TRY IT
Decide whether each statement below agrees with the breastfeeding study text, answering yes or no and quoting the words of the text that settle it. 1. Exclusive networks include friends and colleagues in addition to kin. 2. Mothers who could not take part in focus groups could take part in individual interviews. 3. Mothers had to be at least 25 years old to be recruited.

DOCUMENT TEXT

★ ★ ★

We have found that there are two types of social networks for mothers of young infants—exclusive networks and expansive networks. Exclusive networks are more restricted and largely comprised kin, whereas expansive networks include friends, colleagues, and others in addition to kin. 12
Social norms are the behaviors that members within a group (i.e., the social network) perceive to be normal or acceptable.13,14 Although the norms within a social network are often established by the practices and beliefs of the majority of individuals in the network, they can also be established by the stated opinions of one or two more influential members, whose judgment dictates what others believe is acceptable. Individual network members often adhere to these norms to avoid social stigma.
Although breastfeeding is a personal experience, the decisions to initiate and continue breastfeeding are guided by one's norms, 13 and influenced by the explicit or implicit opinions of others in one's social network regarding the pros and cons of breastfeeding and the optimal duration of breastfeeding. 15 The influence of these norms varies by individual. For instance, a first-time mother may be more influenced by a norm than a multiparous mother who has previous experience with either breast or formula feeding. 16
Given the importance of breastfeeding on infant and maternal health, we conducted a qualitative study of AA and Caucasian mothers to better understand mothers' perceptions of and reactions to the norms pertaining to breastfeeding, both within and outside of their social networks, and how these influence breastfeeding decisions.
Materials and Methods
Design
We analyzed qualitative data from AA and Caucasian mothers regarding their social networks, breastfeeding norms inside and outside their social networks, and the influence of these networks and norms on their decisions regarding breastfeeding initiation, continuation, and cessation. We used both focus group interviews and individual in-depth semistructured interviews to accommodate more mothers' schedules (mothers who could not participate in focus groups could participate in individual interviews). In addition, the two interview formats can be used to obtain a wide range of possible responses. Participants who might be reticent in one-on-one interviews may be more likely to participate in a group of people with similar backgrounds 17 ; however, participants may be more likely to discuss socially sensitive topics in individual interviews. 18 This study was approved by the institutional review boards of Children's National Medical Center and the University of Virginia.
Sample and setting
Custodial mothers of healthy term infants living in the metropolitan Washington, DC, area were recruited from a birth hospital and through respondent-driven sampling to participate in a larger quantitative survey about their personal social networks if they were English-speaking, AA or Caucasian, >18 years of age, and their infants were full term (>36 weeks gestation) and did not have medical conditions requiring subspecialty care. The goal was to recruit two-thirds AA and one-third Caucasian women to approximate the population of Washington, DC, as a whole. Each mother signed written informed consent upon enrollment. From this sample, we selected a subsample 19 whom we predicted, based on their child's age, their race and their parity, would have a broad range of attitudes and opinions, to participate in focus groups or individual interviews. Each qualitative interview participant signed a separate written informed consent before the interview.

★ ★ ★

DATASET EXCERPTS
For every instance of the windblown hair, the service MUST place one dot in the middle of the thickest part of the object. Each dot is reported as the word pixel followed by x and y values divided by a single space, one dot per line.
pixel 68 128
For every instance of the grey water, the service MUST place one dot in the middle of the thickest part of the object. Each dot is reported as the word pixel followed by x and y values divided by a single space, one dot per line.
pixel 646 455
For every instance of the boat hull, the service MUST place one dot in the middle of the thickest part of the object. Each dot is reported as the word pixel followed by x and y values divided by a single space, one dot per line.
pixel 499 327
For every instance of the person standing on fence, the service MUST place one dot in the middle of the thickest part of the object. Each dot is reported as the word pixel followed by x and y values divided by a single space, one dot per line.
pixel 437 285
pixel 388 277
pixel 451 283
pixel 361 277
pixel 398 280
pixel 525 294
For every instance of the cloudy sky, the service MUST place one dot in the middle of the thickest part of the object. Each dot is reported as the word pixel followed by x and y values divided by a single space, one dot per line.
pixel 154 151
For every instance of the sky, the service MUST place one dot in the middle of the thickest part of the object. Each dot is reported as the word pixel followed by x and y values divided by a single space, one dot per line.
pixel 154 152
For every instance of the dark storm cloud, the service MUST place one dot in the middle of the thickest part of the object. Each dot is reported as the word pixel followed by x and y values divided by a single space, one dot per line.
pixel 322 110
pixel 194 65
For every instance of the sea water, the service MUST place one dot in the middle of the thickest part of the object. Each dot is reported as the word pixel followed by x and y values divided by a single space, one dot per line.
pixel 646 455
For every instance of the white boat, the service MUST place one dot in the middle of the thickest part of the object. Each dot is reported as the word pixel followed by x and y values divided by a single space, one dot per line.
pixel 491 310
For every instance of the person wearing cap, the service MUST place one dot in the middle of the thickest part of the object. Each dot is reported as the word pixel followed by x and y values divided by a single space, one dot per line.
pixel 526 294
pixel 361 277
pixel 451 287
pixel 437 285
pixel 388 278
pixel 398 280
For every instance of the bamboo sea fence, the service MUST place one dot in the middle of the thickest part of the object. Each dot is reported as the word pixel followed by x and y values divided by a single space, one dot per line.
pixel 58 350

★ ★ ★

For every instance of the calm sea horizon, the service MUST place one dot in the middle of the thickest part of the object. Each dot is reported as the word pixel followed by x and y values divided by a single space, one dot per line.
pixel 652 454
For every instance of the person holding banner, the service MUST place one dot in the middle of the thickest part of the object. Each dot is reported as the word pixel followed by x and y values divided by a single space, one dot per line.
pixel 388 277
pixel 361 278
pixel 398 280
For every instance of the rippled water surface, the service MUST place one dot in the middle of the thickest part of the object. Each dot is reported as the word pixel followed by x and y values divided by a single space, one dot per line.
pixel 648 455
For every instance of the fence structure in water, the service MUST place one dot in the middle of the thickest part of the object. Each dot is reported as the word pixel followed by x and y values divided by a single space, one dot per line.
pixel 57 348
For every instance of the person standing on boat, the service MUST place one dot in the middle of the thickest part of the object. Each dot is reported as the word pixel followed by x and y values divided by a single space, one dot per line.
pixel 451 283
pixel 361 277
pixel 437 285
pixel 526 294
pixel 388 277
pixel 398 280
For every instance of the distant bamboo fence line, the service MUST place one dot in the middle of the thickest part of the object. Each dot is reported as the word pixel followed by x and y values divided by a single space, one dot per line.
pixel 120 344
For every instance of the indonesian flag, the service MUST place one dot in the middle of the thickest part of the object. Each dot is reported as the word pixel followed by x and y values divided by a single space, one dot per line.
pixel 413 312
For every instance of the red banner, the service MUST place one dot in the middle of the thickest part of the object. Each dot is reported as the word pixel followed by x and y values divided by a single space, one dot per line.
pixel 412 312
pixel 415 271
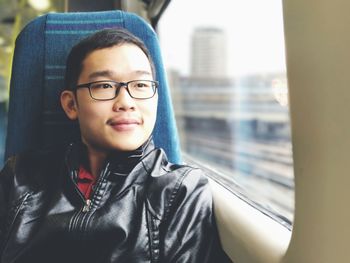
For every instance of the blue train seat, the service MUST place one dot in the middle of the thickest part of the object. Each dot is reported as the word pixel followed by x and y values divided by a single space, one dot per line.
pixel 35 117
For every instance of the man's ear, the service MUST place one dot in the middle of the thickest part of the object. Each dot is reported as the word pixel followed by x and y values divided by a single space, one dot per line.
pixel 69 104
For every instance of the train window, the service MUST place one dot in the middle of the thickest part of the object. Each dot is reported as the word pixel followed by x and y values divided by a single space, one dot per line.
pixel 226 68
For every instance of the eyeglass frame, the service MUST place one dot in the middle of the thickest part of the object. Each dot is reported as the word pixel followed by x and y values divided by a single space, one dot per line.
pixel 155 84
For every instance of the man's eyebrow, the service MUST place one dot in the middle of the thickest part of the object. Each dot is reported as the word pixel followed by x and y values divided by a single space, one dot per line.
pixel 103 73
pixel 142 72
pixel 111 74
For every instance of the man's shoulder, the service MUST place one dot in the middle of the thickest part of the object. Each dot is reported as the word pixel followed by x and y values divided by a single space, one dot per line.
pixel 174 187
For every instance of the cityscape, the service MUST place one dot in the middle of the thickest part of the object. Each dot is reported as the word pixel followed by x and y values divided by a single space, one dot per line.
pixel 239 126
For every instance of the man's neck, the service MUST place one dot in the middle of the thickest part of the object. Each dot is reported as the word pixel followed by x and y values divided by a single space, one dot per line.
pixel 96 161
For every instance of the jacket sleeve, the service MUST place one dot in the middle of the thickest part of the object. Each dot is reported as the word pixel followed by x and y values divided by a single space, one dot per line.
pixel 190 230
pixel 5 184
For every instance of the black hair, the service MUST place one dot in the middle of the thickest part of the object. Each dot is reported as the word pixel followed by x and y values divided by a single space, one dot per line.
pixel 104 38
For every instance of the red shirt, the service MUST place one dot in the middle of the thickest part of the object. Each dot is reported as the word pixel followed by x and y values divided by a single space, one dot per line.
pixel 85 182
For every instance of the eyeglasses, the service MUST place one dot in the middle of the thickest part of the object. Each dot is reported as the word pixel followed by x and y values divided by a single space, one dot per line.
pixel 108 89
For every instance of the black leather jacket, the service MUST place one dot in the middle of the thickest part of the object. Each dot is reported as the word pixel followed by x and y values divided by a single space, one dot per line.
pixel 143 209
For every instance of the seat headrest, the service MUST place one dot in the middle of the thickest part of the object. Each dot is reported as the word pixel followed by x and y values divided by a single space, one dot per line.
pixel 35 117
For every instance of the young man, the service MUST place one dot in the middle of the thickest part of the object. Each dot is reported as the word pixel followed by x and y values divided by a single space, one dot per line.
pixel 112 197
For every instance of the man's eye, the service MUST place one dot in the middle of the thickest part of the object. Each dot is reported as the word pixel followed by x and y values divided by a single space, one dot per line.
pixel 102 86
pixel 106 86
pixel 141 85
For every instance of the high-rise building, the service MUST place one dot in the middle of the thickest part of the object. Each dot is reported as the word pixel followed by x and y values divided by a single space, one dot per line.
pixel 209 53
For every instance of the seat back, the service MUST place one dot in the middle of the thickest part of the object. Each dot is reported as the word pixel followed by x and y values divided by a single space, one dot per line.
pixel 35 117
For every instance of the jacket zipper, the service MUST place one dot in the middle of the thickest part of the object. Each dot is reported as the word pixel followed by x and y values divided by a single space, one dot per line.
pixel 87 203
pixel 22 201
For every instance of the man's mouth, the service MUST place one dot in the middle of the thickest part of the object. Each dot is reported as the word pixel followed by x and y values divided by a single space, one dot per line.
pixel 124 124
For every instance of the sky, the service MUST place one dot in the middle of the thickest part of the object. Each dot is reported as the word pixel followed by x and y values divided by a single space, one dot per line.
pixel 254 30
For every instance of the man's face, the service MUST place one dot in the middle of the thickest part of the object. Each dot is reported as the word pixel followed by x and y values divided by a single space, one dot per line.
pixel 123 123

★ ★ ★

OUTPUT BELOW
1. No: "Exclusive networks are more restricted and largely comprised kin, whereas expansive networks include friends, colleagues, and others in addition to kin."
2. Yes: "mothers who could not participate in focus groups could participate in individual interviews"
3. No: ">18 years of age"